▸ **COMPITO ASSEGNATO 1**: Riporta tutte le righe dell'elenco più sotto in cui compare la parola "blue".

▸ **BLOCCO DI TESTO**:
Mt 13,44-52
«Il regno dei cieli è simile a un tesoro nascosto nel campo; un uomo lo trova e lo nasconde; poi va, pieno di gioia, vende tutti i suoi averi e compra quel campo. Il regno dei cieli è simile anche a un mercante che va in cerca di perle preziose; trovata una perla di grande valore, va, vende tutti i suoi averi e la compra. Ancora, il regno dei cieli è simile a una rete gettata nel mare, che raccoglie ogni genere di pesci. Quando è piena, i pescatori la tirano a riva, si mettono a sedere, raccolgono i pesci buoni nei canestri e buttano via i cattivi. Così sarà alla fine del mondo. Verranno gli angeli e separeranno i cattivi dai buoni e li getteranno nella fornace ardente, dove sarà pianto e stridore di denti. Avete compreso tutte queste cose?». Gli risposero: «Sì». Ed egli disse loro: «Per questo ogni scriba, divenuto discepolo del regno dei cieli, è simile a un padrone di casa che estrae dal suo tesoro cose nuove e cose antiche».
Il vangelo di oggi parla del
Regno dei cieli e per spiegarlo ci presenta tre similitudini: il regno dei
cieli è simile ad un tesoro nascosto in un campo, ad un mercante alla ricerca
di perle preziose e infine ad una rete gettata in mare per la pesca. La prima e
la seconda sono molto simili, il tema è identico: trovare il Regno dei cieli
significa scoprire qualcosa di molto prezioso.
Vediamole più da vicino:
l’uomo della prima similitudine, un contadino, mentre sta dissodando un campo,
trova sepolto nel terreno un tesoro molto prezioso, un’autentica fortuna: lo nasconde
nuovamente, e per impossessarsene vende tutto quello che possiede e compra quel
campo.
La seconda allegoria racconta
invece di un commerciante alla ricerca di perle preziose. Trovatane una
particolarmente splendida, vende tutto pur di comprarla.
Ora, mentre il primo trova il
tesoro per pura casualità, il secondo lo trova dopo una lunga e meticolosa
ricerca. In ogni caso, entrambi trovano un oggetto di così grande valore, da
rendere insignificante quanto già possiedono. Nessun prezzo infatti è adeguato al
valore di quel tesoro e di quella perla.
Le
due similitudini ci dicono in sostanza che Dio, il
“Regno dei cieli”, è un qualcosa di meraviglioso, di incredibile, un
qualcosa che non ammette confronti: il suo valore è talmente elevato che per
ottenerlo è necessario rinunciare a tutto quanto si possiede.
Ebbene, Dio è questo “tesoro
nascosto”: è lo Spirito di Dio che ci inabita fin dal primo istante della
nostra esistenza, dal momento in cui il Padre celeste ha “alitato” in noi la
Vita.
Se lo scopriamo veramente, se
lo sperimentiamo, diventerà poi impossibile abbandonarlo: perché è Lui che ci
spinge a diventare noi stessi, ad osare, a realizzarci come persone, a cercare
sempre nuove soluzioni per servirlo; Lui ci stima, ci ama e ci fa sentire
amati; con Lui ritroviamo la nostra autonomia di vita e di pensiero, diventiamo
liberi, vinciamo le paure; è grazie a Lui che sentiamo sprigionarsi dentro di
noi il fuoco della vita e dell’amore.

▸ **COMPITO ASSEGNATO 2**: Completa la parte che segue del commento alle similitudini del regno dei cieli, riprendendo subito dopo l'ultima frase.

▸ **RIGHE DI DATI**:
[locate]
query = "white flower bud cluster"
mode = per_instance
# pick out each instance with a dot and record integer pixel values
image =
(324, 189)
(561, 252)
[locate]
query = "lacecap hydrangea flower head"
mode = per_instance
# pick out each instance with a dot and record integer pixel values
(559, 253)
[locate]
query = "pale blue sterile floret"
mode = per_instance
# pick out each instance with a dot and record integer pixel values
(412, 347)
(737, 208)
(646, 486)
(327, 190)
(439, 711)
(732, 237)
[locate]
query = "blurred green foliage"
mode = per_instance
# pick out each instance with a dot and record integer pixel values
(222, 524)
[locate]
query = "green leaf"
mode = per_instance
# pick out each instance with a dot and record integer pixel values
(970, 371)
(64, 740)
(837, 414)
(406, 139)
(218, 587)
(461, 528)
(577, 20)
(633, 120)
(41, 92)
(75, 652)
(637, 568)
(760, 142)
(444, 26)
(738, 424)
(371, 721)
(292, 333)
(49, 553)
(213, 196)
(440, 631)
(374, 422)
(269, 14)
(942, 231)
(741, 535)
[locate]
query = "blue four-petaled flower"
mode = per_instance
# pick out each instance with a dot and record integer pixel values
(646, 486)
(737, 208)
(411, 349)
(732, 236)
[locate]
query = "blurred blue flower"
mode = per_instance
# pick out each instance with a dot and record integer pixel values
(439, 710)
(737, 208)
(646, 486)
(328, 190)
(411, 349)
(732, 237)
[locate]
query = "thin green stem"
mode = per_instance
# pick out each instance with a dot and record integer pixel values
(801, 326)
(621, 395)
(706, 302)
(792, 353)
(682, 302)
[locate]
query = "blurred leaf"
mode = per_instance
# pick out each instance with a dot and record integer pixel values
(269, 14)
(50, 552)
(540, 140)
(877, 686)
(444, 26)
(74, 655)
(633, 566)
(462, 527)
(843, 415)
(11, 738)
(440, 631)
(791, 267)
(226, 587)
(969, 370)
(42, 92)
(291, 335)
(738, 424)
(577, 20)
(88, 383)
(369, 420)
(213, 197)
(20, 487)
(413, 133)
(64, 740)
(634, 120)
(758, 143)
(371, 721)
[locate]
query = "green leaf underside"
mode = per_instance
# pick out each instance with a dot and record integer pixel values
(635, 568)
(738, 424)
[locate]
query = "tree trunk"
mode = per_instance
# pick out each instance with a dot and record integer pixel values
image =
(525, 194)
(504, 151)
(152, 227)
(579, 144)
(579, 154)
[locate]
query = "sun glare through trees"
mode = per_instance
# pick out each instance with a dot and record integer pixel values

▸ **RISULTATO ESERCIZIO 1**:
query = "pale blue sterile floret"
query = "blue four-petaled flower"
query = "blurred blue flower"

▸ **RISULTATO ESERCIZIO 2**:
È impossibile fare a meno di
Lui, siamo stati creati a sua “immagine”, portiamo impresso dentro di noi il
suo indelebile marchio di fabbrica. Quando alla domenica le omelie della messa spiegano
cosa deve fare il cristiano per custodire questo “tesoro unico”, sentiamo
insistere soprattutto sulla necessità di pregare, di andare in chiesa, di
frequentare piamente riti e liturgie; ma Dio non è una preghiera, non è una
cerimonia (ancorché sublime), non è una professione di fede; non è un “Credo” o
un “Padre nostro” recitati insieme ai presenti, magari pure distrattamente: Dio
non è un qualcosa di statico, di immobile, di lontano da noi, in attesa di
venire raggiunto dalle nostre svogliate e frettolose “incensazioni” spirituali.
Dio per chi crede è
coinvolgimento, è dinamismo, è azione: non è una “scoperta” puramente casuale,
come il tesoro nel campo, oppure una gemma rara, cercata e voluta
caparbiamente, come la perla preziosa. A Dio non basta un’ora di preghiera al
giorno; Dio non vuole che gli dedichiamo “una parte”, ancorché importante,
della nostra vita: lui la vuole tutta. Lui vuol fare “alleanza” con
noi, vuole “sposarsi” con noi, vuole rapirci, prenderci, assorbirci
completamente. Perché ciò che Lui ci offre è amore allo stato puro, è passione
che travolge, è necessità di un’altra vita per amarlo come merita. Basta solo un
suo sguardo penetrante, amoroso, indulgente, per rapirci, per santificarci.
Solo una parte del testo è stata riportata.